What lines below hold the string "bare"? Copy them all.

Referring expression data:
________________________________________
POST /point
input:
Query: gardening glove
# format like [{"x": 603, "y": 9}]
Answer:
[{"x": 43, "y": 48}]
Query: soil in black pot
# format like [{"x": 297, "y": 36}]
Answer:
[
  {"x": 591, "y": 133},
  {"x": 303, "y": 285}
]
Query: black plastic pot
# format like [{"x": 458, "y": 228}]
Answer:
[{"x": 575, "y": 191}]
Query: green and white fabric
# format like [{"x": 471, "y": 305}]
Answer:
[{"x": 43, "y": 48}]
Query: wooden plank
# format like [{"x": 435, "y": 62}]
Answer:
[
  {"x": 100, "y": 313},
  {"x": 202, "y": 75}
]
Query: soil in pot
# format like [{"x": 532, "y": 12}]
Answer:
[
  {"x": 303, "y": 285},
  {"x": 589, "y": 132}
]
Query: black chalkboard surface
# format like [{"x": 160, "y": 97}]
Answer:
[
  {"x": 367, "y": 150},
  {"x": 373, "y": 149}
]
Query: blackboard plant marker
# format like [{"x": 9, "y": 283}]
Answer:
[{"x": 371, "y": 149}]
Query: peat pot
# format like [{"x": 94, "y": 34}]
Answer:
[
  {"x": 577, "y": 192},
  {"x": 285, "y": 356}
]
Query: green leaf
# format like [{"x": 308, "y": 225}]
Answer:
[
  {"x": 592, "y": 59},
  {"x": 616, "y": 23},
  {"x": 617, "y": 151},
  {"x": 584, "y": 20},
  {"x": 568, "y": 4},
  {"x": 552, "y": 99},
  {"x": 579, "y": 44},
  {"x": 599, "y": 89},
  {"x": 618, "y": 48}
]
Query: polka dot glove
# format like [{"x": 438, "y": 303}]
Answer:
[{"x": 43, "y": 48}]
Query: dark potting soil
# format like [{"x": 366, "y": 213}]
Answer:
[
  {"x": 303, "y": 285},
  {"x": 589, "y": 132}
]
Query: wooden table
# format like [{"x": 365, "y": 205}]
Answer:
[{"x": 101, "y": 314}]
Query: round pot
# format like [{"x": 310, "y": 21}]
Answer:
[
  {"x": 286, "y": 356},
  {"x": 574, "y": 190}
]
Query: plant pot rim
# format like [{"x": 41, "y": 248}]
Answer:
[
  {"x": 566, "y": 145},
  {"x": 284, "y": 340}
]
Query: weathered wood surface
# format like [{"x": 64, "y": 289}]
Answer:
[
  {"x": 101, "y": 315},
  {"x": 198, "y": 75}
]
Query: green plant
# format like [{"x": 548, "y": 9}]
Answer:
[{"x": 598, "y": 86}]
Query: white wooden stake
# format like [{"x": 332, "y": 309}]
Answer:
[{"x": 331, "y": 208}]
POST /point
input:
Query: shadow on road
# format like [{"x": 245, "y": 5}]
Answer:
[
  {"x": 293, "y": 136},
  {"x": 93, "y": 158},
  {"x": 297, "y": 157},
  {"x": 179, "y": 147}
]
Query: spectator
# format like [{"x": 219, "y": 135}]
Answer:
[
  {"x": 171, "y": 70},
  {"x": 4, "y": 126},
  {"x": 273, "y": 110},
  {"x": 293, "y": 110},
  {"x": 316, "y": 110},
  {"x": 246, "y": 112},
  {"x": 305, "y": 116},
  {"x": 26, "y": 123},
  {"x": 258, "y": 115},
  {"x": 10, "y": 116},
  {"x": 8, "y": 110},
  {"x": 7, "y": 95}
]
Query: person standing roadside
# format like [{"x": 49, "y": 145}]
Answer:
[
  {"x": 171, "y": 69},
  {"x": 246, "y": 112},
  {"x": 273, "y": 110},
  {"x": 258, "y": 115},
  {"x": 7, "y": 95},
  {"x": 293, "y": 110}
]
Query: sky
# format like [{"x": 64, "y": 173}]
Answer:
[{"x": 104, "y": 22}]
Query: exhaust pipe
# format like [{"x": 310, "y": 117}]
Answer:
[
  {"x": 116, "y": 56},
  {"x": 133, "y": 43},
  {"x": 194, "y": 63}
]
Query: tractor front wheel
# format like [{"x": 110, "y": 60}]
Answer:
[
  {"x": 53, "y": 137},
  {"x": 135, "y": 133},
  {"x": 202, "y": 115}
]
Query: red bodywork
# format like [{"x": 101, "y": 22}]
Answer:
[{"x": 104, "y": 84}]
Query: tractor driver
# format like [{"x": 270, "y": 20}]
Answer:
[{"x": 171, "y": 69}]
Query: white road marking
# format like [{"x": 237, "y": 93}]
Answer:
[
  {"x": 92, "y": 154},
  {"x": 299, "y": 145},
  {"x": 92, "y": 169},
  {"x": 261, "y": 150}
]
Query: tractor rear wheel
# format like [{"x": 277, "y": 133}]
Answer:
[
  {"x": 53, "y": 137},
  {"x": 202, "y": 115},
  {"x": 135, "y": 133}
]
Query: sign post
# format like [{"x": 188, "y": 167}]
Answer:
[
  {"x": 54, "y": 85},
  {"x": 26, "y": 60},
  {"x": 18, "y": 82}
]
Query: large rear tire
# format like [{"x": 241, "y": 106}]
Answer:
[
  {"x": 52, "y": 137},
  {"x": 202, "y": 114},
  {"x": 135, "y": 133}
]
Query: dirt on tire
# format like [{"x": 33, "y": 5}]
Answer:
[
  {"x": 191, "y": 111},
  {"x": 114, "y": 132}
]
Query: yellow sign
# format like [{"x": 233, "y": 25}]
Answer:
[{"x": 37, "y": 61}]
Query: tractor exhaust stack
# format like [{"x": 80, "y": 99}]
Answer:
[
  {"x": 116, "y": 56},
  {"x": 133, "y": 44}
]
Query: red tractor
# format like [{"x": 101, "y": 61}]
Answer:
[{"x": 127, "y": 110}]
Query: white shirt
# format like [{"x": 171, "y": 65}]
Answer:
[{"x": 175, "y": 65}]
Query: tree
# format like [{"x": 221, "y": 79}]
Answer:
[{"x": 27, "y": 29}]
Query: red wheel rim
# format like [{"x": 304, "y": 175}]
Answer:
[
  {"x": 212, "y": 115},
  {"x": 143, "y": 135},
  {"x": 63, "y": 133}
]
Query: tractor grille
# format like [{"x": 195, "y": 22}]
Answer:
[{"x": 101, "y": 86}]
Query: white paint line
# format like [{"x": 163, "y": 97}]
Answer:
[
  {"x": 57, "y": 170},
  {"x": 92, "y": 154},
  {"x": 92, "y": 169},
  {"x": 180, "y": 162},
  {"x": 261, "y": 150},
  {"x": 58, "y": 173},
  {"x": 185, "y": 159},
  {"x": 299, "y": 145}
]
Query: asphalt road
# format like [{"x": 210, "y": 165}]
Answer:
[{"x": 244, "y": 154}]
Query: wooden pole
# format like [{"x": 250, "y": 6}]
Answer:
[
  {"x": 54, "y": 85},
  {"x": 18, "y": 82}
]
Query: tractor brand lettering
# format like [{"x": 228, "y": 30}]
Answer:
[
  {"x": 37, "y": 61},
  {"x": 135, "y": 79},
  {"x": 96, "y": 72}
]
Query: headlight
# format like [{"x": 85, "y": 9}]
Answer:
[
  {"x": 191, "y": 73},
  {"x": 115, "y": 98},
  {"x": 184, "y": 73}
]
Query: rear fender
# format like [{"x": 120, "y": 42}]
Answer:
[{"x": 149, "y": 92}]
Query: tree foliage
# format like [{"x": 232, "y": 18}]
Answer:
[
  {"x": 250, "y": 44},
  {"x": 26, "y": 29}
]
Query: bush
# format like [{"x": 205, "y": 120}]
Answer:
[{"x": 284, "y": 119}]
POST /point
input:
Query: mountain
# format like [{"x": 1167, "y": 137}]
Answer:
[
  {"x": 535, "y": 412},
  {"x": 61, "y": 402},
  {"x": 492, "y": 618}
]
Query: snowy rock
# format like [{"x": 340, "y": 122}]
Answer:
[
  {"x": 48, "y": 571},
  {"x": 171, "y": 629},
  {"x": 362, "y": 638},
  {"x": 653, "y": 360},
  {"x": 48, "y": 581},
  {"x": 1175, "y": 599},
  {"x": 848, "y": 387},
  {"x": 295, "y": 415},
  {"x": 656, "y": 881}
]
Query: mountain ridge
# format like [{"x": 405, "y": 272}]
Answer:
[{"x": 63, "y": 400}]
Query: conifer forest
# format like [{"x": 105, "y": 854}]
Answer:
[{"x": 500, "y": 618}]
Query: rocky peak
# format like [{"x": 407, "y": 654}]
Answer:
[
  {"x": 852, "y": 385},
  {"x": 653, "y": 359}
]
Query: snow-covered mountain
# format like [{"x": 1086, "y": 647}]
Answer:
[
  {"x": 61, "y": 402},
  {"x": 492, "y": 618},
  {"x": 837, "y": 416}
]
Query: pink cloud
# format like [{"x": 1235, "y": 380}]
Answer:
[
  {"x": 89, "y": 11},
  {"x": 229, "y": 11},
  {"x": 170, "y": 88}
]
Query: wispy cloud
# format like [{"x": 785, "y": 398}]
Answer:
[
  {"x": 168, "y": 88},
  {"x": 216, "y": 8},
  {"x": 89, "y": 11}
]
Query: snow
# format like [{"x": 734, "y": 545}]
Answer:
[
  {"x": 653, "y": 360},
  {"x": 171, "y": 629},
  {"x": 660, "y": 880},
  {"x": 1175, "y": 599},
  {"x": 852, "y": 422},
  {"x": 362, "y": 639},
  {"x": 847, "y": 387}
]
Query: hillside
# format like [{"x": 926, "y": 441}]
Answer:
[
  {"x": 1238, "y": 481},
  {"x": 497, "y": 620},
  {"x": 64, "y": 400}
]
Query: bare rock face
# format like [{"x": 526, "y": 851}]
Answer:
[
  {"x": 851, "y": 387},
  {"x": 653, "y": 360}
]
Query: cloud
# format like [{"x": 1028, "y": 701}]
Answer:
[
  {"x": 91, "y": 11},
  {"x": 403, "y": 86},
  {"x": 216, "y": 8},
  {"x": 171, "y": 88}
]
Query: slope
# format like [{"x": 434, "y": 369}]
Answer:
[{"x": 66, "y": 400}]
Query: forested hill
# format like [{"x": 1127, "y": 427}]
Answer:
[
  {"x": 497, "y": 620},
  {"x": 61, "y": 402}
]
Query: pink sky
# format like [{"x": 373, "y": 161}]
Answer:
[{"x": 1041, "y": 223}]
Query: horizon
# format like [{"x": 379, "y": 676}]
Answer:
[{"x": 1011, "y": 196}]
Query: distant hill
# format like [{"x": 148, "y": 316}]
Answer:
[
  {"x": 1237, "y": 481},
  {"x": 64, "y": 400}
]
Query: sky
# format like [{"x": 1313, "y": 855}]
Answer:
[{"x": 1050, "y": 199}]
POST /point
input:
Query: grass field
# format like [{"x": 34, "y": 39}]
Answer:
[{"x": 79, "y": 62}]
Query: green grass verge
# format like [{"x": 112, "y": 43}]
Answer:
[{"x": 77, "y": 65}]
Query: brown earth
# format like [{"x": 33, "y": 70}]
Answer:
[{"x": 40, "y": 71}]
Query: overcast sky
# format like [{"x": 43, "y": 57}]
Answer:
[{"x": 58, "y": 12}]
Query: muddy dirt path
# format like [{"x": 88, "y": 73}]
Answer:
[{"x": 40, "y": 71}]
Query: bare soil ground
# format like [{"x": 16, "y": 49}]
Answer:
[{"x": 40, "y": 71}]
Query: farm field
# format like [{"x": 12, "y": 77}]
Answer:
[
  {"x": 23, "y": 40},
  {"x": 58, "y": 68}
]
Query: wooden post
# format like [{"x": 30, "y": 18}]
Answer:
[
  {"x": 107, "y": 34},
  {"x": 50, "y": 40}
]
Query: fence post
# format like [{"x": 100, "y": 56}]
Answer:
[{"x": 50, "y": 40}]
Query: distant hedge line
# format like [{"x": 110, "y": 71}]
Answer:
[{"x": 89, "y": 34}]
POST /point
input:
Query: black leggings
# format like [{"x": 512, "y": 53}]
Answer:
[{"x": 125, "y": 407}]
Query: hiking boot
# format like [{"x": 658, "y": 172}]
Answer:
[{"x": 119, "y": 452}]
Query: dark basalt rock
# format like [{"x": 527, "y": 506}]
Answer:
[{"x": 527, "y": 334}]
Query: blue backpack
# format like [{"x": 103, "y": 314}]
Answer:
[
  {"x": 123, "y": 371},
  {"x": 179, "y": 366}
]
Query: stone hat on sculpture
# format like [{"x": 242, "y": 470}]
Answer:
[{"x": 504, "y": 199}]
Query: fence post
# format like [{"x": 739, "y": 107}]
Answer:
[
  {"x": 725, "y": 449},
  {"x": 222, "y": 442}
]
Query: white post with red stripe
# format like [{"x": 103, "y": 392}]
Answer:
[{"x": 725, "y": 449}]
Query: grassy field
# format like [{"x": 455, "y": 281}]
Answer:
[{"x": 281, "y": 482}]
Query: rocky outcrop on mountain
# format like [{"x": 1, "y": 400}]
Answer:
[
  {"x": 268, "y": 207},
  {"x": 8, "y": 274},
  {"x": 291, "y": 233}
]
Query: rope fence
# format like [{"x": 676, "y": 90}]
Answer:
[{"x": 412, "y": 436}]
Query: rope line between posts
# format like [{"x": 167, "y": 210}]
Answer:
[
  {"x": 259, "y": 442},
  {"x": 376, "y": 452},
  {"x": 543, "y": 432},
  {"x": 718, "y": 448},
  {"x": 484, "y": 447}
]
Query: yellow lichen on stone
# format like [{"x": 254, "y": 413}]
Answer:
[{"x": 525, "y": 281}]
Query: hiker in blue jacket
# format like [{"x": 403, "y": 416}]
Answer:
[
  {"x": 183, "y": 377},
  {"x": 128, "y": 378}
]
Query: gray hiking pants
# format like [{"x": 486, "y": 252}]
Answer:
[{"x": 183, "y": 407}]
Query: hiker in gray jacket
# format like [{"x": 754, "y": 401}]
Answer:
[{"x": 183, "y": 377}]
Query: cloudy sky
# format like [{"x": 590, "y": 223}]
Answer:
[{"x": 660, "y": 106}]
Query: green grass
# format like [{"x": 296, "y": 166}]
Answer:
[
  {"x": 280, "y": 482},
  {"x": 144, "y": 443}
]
________________________________________
- [TASK ANSWER]
Query: bare rock face
Query: bare soil ground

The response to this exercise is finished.